TRECHO DA PÁGINA:
A semana que antecedeu a primeira sexta-feira de outubro foi de um axé contagiante para o Grupo de Capoeira Beribazu. O ar vibrava ao som do berimbau, do atabaque e dos cânticos que ecoavam pelos corredores da escola América. Era o “Festival de Capoeira Beribazu ES”, um evento que, desde a segunda-feira, 29 de setembro, mobilizou a comunidade capoeirista com oficinas, rodas e celebrações. Mas era a noite de 3 de outubro que guardava o seu momento mais solene, o clímax de uma vida inteira dedicada à arte-luta: a formatura de Mestre de Capoeira do então Contramestre Fábio Conceição de Paula, o querido Fábio Mongola.

O Centro de Educação Física e Desportos (CEFD), da Universidade Federal do Espírito Santo (Ufes), estava carregado de uma energia ancestral. Mestres e mestras de diversas localidades do Brasil, contramestres, alunos, familiares e amigos formavam um círculo vivo, pulsante, no centro do qual uma história estava prestes a ser reescrita. A formatura de um mestre não é um evento trivial; é um ritual de passagem, um reconhecimento público de que um capoeirista não apenas domina a técnica, mas carrega em si a filosofia, a história e a responsabilidade de perpetuar um legado da cultura popular brasileira.

ATIVIDADES PROPOSTAS:
A. Com base no trecho sobre a formatura de mestre de capoeira, responda:
(i) Em que dia e data começou o "Festival de Capoeira Beribazu ES"?
(ii) Por qual apelido é conhecido o Contramestre Fábio Conceição de Paula?
(iii) Qual é o nome completo correspondente à sigla CEFD?
B. Segundo o trecho sobre a formatura de mestre de capoeira, quais atividades o festival usou para mobilizar a comunidade capoeirista? Enumere todas.
C. Verta para o inglês a seguinte frase do trecho da página: "A formatura de um mestre não é um evento trivial; é um ritual de passagem, um reconhecimento público de que um capoeirista não apenas domina a técnica, mas carrega em si a filosofia, a história e a responsabilidade de perpetuar um legado da cultura popular brasileira."
Os dados apresentados depois deste trecho constituem um material à parte.

DADOS FORNECIDOS:
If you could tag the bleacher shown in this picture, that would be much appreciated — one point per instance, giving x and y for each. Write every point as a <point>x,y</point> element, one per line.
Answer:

GABARITO:
A.
(i) Na segunda-feira, 29 de setembro.
(ii) Fábio Mongola.
(iii) Centro de Educação Física e Desportos.

B. Oficinas, rodas e celebrações.

C. A master's graduation is not a trivial event; it is a rite of passage, a public recognition that a capoeirista not only masters the technique but also carries within them the philosophy, the history, and the responsibility of perpetuating a legacy of Brazilian popular culture.